++++ Material provided

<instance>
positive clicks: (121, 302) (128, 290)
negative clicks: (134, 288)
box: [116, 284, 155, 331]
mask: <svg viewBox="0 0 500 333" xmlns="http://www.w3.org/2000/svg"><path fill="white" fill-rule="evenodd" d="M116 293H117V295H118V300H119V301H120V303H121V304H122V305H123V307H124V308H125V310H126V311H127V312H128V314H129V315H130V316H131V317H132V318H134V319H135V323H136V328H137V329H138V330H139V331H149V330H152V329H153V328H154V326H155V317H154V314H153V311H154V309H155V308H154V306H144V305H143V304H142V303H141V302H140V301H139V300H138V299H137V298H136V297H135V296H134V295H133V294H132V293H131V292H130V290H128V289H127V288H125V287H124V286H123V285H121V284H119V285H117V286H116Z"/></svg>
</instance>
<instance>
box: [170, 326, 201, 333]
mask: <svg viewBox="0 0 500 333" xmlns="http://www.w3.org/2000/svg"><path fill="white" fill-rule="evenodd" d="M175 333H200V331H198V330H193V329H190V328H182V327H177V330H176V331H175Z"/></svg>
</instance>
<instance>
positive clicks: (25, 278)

++++++++

=== Aim of the exercise ===
Go through the records above and retype each one exactly.

=== Task solution ===
<instance>
positive clicks: (121, 302) (128, 290)
negative clicks: (134, 288)
box: [116, 284, 155, 331]
mask: <svg viewBox="0 0 500 333" xmlns="http://www.w3.org/2000/svg"><path fill="white" fill-rule="evenodd" d="M116 293H117V295H118V300H119V301H120V303H121V304H122V305H123V307H124V308H125V310H126V311H127V312H128V314H129V315H130V316H131V317H132V318H134V319H135V323H136V328H137V329H138V330H139V331H149V330H152V329H153V328H154V326H155V317H154V314H153V311H154V309H155V308H154V306H144V305H143V304H142V303H141V302H140V301H139V300H138V299H137V298H136V297H135V296H134V295H133V294H132V293H131V292H130V290H128V289H127V288H125V287H124V286H123V285H121V284H119V285H117V286H116Z"/></svg>
</instance>
<instance>
box: [170, 326, 201, 333]
mask: <svg viewBox="0 0 500 333" xmlns="http://www.w3.org/2000/svg"><path fill="white" fill-rule="evenodd" d="M175 333H200V331H198V330H193V329H190V328H182V327H177V330H176V331H175Z"/></svg>
</instance>
<instance>
positive clicks: (25, 278)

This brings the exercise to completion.